## What to do
Which lines in the entries below contain the string "post"? Select each of them and copy it out.

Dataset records
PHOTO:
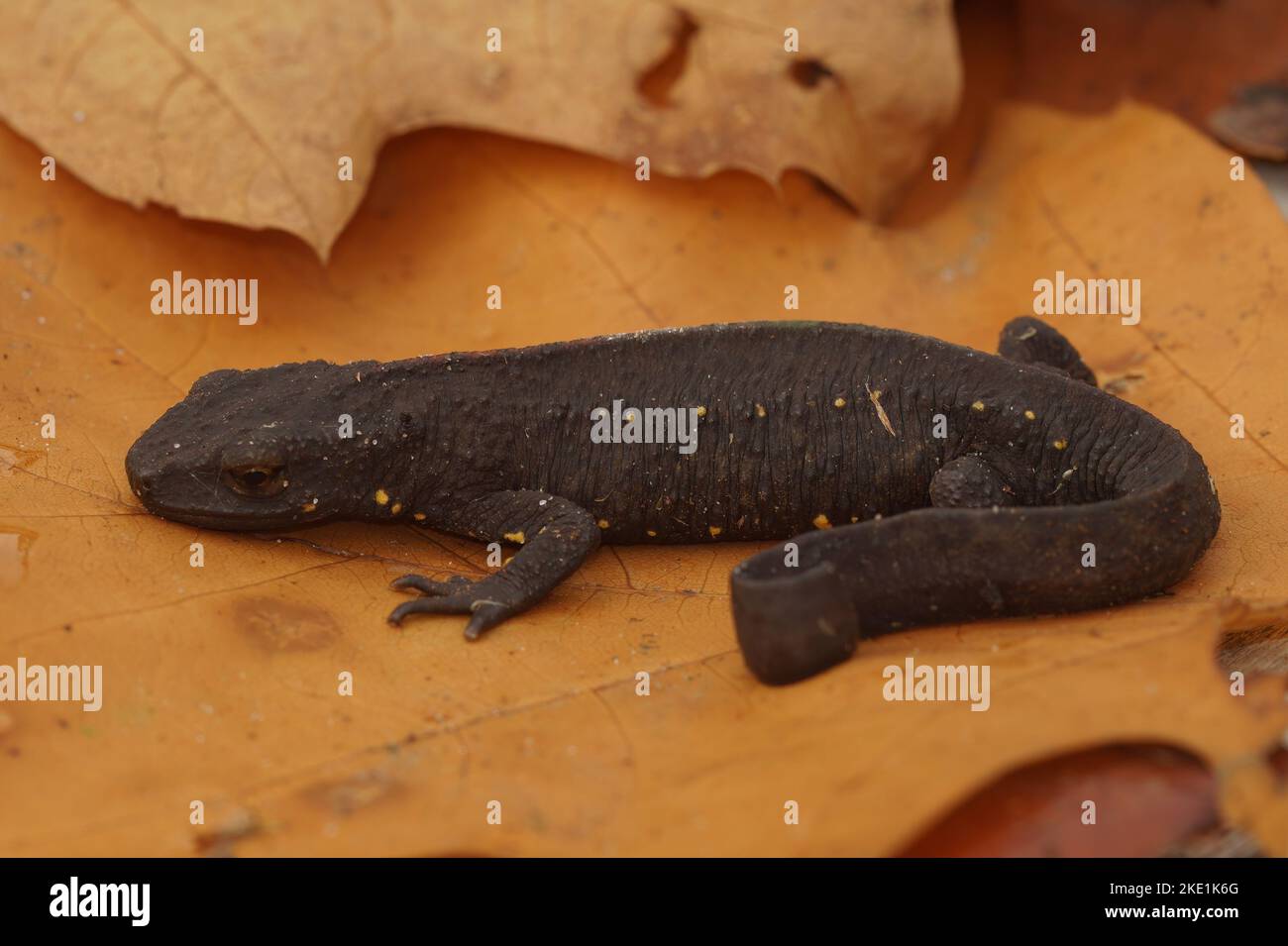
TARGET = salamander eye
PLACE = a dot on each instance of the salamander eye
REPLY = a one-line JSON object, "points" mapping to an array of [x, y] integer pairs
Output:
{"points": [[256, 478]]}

---

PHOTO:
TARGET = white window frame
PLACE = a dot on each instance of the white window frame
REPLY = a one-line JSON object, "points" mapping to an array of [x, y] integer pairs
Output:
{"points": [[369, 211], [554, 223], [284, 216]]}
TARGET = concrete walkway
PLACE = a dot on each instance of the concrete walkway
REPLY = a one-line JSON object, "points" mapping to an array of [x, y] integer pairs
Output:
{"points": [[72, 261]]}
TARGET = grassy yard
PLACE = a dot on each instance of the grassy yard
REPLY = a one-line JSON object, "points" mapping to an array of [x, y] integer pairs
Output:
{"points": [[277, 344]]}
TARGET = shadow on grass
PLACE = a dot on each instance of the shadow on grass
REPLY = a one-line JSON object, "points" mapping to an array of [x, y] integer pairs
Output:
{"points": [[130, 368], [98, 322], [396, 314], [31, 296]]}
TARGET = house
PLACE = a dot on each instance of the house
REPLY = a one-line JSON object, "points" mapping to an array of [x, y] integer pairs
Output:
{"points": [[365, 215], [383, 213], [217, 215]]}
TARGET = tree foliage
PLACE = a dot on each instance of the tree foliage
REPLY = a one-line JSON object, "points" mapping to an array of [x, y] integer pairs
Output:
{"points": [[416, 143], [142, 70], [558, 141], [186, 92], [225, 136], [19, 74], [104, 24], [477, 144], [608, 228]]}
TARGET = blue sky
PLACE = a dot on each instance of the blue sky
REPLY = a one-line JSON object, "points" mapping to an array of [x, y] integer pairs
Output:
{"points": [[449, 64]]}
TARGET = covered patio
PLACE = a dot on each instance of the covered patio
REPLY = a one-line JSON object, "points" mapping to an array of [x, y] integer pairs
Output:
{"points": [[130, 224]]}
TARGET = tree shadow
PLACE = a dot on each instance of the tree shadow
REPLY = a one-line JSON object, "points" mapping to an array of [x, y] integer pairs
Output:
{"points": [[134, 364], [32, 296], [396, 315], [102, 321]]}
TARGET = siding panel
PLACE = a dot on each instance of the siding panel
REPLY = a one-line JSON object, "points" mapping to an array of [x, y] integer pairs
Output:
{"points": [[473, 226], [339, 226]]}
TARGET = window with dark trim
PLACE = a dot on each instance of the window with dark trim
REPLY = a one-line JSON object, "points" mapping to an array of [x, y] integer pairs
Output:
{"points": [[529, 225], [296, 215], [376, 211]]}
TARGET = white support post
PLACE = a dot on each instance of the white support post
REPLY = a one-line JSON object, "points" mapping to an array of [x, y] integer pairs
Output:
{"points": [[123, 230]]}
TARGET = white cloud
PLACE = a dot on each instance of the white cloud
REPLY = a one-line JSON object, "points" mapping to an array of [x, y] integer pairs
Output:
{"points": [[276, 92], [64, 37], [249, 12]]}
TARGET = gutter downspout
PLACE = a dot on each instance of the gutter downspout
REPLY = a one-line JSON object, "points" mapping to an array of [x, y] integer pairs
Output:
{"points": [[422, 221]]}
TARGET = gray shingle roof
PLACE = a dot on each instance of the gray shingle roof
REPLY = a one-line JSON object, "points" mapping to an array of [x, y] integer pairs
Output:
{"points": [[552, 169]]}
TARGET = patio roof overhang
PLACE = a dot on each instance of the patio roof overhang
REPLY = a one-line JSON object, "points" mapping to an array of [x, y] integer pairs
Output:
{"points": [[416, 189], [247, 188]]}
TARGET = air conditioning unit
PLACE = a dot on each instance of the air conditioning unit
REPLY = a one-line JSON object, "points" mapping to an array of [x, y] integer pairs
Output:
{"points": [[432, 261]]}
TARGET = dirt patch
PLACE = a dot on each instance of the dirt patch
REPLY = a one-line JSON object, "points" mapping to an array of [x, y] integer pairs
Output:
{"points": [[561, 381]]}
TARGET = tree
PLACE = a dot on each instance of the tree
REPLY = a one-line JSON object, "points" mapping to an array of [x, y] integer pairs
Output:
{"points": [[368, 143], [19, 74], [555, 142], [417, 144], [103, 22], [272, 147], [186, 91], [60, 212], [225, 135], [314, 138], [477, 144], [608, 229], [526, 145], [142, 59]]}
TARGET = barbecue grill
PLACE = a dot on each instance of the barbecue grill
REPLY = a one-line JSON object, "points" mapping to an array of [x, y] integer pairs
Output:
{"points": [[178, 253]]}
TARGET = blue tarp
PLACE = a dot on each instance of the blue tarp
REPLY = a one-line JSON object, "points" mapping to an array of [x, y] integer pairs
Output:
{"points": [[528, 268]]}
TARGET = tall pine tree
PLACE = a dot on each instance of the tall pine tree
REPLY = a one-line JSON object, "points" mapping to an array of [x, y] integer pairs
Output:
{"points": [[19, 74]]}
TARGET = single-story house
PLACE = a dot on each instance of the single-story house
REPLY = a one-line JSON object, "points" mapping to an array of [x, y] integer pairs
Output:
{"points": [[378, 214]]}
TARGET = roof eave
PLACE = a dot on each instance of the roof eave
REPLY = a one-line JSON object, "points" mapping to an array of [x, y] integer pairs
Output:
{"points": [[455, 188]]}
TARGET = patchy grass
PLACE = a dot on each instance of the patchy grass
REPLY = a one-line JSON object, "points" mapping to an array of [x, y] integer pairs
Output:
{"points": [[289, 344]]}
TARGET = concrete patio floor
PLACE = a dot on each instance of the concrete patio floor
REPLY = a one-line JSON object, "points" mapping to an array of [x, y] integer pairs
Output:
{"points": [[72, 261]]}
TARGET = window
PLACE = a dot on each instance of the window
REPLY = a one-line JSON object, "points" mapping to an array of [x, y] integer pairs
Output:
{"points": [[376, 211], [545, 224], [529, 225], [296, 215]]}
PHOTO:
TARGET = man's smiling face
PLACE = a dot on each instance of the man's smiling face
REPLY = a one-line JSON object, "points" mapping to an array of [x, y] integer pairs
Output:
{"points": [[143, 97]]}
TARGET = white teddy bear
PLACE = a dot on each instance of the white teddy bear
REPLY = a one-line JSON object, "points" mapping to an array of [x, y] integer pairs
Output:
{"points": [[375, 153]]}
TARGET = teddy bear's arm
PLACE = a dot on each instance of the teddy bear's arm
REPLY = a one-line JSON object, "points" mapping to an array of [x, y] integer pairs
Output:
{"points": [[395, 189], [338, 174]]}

## Final result
TARGET = white support post
PLACE = a dot on each instance of the white support post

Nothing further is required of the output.